** BEGIN **

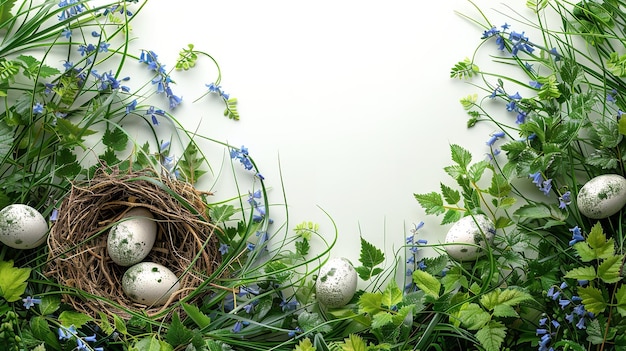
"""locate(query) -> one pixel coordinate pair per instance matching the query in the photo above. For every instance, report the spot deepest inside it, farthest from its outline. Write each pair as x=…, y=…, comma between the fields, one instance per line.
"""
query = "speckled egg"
x=131, y=239
x=602, y=196
x=477, y=230
x=336, y=283
x=22, y=227
x=149, y=283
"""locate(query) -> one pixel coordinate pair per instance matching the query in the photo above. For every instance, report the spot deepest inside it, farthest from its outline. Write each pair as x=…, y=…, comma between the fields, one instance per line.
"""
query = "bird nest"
x=186, y=241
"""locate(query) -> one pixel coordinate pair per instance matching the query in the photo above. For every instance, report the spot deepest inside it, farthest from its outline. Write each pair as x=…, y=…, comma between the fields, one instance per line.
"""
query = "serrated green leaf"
x=392, y=295
x=41, y=331
x=371, y=256
x=596, y=246
x=72, y=134
x=592, y=299
x=381, y=319
x=12, y=281
x=304, y=345
x=115, y=139
x=177, y=334
x=451, y=216
x=620, y=296
x=582, y=273
x=492, y=335
x=472, y=316
x=191, y=164
x=49, y=304
x=353, y=343
x=609, y=269
x=427, y=283
x=451, y=196
x=77, y=319
x=370, y=303
x=460, y=156
x=477, y=170
x=500, y=187
x=504, y=311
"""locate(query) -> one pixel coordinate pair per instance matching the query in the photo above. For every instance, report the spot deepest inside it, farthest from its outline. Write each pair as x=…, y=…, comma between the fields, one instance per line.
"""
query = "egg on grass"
x=602, y=196
x=468, y=238
x=131, y=239
x=336, y=283
x=22, y=227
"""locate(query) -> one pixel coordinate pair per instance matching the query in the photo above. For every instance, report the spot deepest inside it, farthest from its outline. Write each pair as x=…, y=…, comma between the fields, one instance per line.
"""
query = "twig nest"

** END **

**The problem:** Turn all of the records above into a Markdown table with the columns Row and Line, numbering each row and putting one line per row. Leave out blank lines and the pictures.

**Response to this exercise:**
| Row | Line |
|---|---|
| 1 | """locate(query) -> one pixel coordinate pair per instance matching the query in the photo above. For every instance, report the spot deepest inside it, farthest from its outline. Write each pair as x=…, y=…, comma between the fields, one instance per line. |
| 2 | """ |
| 3 | query = "speckled egg" |
| 4 | x=131, y=239 |
| 5 | x=602, y=196 |
| 6 | x=477, y=230 |
| 7 | x=336, y=283 |
| 8 | x=22, y=227 |
| 9 | x=149, y=283 |
| 10 | """locate(query) -> one pixel coordinate pair per instance matching the query in the photo above. For every instance, report the spot deepest inside it, farthest from its outline. Write each pair as x=…, y=…, comma between the fields, one instance per line. |
| 11 | """ |
| 12 | query = "bird nest" |
| 13 | x=186, y=241 |
| 14 | """locate(query) -> one pixel coordinate pair per instance matching the query in the photo above. For every instance, report the spot deepest inside it, farthest from its outline. Write each pair as x=…, y=…, comma between the fields, one instance per line. |
| 15 | """ |
| 16 | query = "serrated green leaf" |
| 17 | x=392, y=295 |
| 18 | x=41, y=331 |
| 19 | x=371, y=256 |
| 20 | x=596, y=246 |
| 21 | x=72, y=134 |
| 22 | x=592, y=299 |
| 23 | x=381, y=319 |
| 24 | x=12, y=281 |
| 25 | x=304, y=345 |
| 26 | x=115, y=139 |
| 27 | x=177, y=334 |
| 28 | x=451, y=216 |
| 29 | x=620, y=296 |
| 30 | x=582, y=273 |
| 31 | x=492, y=335 |
| 32 | x=472, y=316 |
| 33 | x=191, y=164 |
| 34 | x=49, y=304 |
| 35 | x=353, y=343 |
| 36 | x=609, y=269 |
| 37 | x=427, y=283 |
| 38 | x=451, y=196 |
| 39 | x=77, y=319 |
| 40 | x=370, y=303 |
| 41 | x=460, y=156 |
| 42 | x=477, y=170 |
| 43 | x=500, y=187 |
| 44 | x=504, y=311 |
| 45 | """locate(query) -> one pixel coordinate pair per instance matching the query in the photo above. For every instance, report the spot deepest inside it, farthest from its outline. Write each pair as x=…, y=…, comma between the fields, one instance per line. |
| 46 | """ |
| 47 | query = "egg on grass" |
| 48 | x=602, y=196 |
| 49 | x=468, y=238 |
| 50 | x=131, y=239 |
| 51 | x=336, y=283 |
| 52 | x=22, y=227 |
| 53 | """locate(query) -> one pixel coordinate pair per instance matching the query in the photo above. For every instance, report the spot deepest inside it, farthest from its outline. Write each pair as x=…, y=…, comma between the fields, one instance per line. |
| 54 | """ |
| 55 | query = "twig nest" |